__Task brief__. From the entries below, report only the number of lines that contain the word "instance".

━━━━━ Extracted records ━━━━━

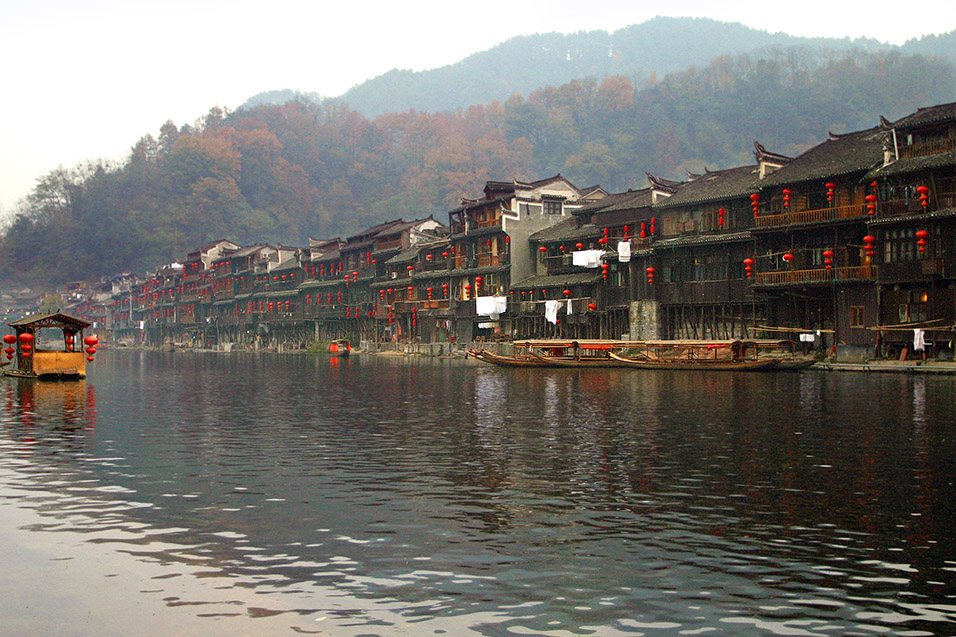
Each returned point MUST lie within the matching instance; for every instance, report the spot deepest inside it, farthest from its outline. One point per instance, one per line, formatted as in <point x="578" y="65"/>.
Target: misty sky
<point x="85" y="79"/>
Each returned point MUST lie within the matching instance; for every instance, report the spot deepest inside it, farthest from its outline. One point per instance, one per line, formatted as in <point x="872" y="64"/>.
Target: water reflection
<point x="377" y="493"/>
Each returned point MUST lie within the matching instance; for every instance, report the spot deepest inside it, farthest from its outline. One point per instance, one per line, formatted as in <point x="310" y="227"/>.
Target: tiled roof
<point x="630" y="200"/>
<point x="715" y="186"/>
<point x="914" y="164"/>
<point x="928" y="115"/>
<point x="839" y="155"/>
<point x="557" y="280"/>
<point x="565" y="230"/>
<point x="702" y="239"/>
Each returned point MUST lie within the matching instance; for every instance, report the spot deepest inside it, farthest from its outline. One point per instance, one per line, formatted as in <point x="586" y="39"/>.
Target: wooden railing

━━━━━

__Output below__. 4